Image point grounding data ::
============================================================
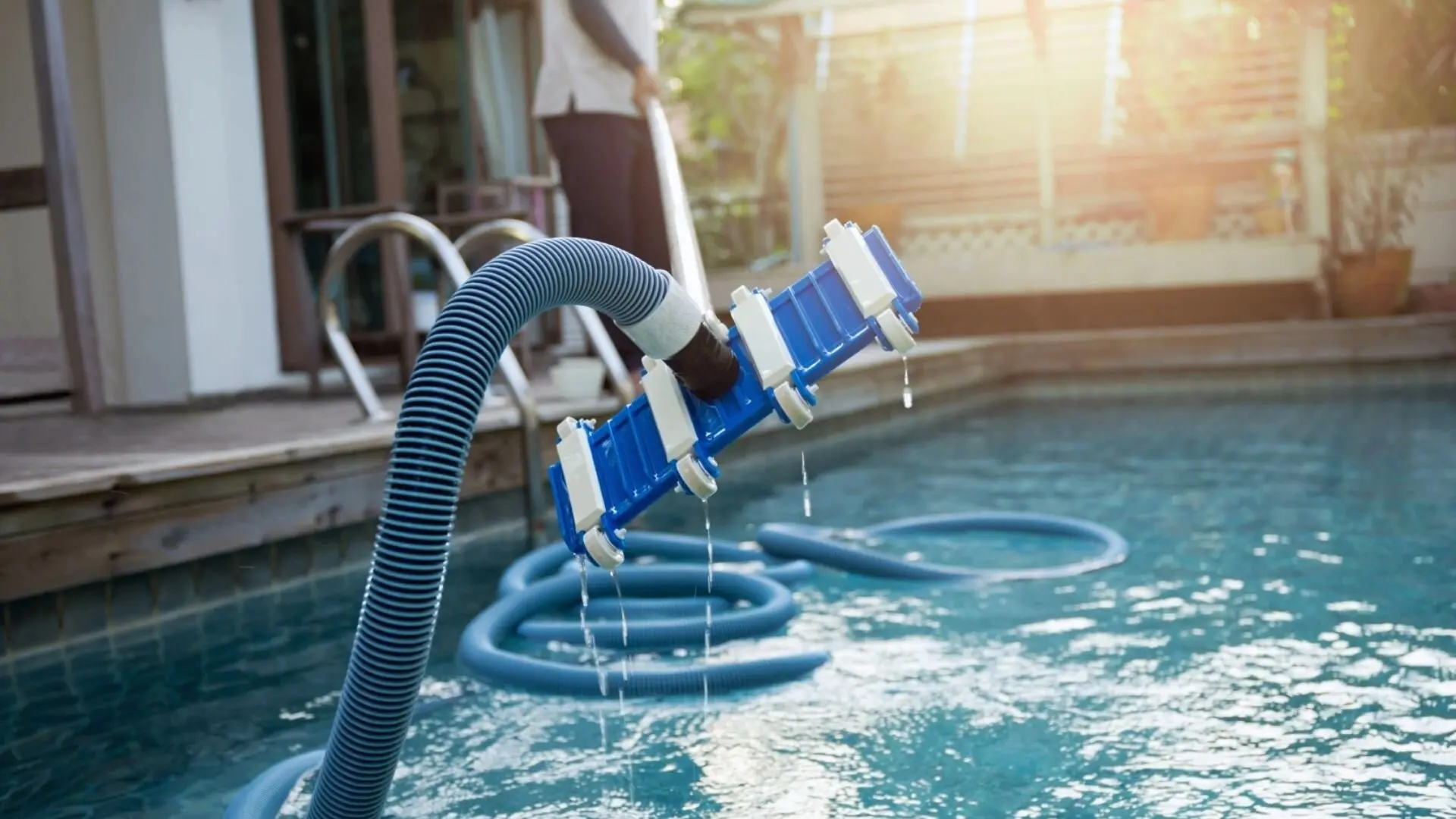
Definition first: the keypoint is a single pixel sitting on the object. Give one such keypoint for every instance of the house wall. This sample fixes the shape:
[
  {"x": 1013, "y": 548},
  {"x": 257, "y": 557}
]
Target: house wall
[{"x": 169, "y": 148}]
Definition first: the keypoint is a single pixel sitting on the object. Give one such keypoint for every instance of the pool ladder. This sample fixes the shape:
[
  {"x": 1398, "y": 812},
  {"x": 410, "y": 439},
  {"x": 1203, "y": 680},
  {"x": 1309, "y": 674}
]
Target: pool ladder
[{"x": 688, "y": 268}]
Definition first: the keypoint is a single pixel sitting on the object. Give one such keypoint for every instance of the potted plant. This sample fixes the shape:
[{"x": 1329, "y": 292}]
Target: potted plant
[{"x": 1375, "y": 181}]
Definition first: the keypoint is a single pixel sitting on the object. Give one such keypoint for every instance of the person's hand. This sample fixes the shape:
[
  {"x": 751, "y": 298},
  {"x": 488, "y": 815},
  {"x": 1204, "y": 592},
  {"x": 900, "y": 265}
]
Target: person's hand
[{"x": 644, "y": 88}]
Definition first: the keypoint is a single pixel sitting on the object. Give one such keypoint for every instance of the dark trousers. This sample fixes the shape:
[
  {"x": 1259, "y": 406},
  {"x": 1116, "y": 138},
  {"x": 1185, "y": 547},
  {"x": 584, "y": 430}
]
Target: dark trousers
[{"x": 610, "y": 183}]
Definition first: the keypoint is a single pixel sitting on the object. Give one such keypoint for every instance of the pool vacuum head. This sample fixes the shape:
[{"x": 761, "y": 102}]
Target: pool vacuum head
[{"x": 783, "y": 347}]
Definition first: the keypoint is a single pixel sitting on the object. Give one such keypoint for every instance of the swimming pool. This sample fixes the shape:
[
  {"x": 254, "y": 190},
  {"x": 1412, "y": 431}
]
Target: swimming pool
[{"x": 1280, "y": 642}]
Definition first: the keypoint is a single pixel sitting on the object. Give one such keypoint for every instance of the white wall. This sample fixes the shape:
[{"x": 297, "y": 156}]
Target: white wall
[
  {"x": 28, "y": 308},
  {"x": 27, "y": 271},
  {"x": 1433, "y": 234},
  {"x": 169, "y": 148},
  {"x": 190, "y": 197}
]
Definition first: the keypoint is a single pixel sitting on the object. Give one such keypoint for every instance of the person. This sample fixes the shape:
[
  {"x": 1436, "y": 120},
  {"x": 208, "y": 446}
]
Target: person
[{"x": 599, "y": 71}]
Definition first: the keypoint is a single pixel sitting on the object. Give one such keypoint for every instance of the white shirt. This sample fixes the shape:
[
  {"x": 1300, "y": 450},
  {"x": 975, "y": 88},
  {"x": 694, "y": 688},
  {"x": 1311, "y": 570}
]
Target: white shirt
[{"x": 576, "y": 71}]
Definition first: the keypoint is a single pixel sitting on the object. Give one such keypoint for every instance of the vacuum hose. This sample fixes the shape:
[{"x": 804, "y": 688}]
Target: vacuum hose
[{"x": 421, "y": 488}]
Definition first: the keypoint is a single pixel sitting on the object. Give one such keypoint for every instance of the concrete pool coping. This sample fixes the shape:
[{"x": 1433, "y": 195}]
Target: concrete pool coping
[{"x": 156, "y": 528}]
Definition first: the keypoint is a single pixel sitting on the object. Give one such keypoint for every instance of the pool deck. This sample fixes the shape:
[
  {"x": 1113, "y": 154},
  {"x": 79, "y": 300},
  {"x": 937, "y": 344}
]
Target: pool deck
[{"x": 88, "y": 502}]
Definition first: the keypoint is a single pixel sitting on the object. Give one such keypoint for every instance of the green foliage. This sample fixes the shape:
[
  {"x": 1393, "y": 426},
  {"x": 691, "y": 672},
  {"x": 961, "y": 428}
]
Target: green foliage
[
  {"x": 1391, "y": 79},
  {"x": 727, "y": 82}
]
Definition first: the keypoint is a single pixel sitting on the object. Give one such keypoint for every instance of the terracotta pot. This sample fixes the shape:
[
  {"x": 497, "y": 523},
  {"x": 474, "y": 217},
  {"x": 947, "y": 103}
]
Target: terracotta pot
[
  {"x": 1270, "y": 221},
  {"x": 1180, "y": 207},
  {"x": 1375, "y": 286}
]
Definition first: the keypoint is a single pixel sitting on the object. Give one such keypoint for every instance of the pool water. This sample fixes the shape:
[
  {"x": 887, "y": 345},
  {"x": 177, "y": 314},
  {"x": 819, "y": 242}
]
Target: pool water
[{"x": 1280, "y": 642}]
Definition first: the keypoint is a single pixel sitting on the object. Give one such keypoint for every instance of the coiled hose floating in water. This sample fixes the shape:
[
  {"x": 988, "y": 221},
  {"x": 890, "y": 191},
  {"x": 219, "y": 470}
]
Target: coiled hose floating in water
============================================================
What this task involves :: Wherever "coiled" occurs in the entries above, copy the line it sits on.

Solved problem ::
Definition first: the keypoint is a single pixel sitting on the object. Give one such keypoint for every instance of the coiled hose floating in water. This sample fixes the shape:
Target: coiled hose floating in water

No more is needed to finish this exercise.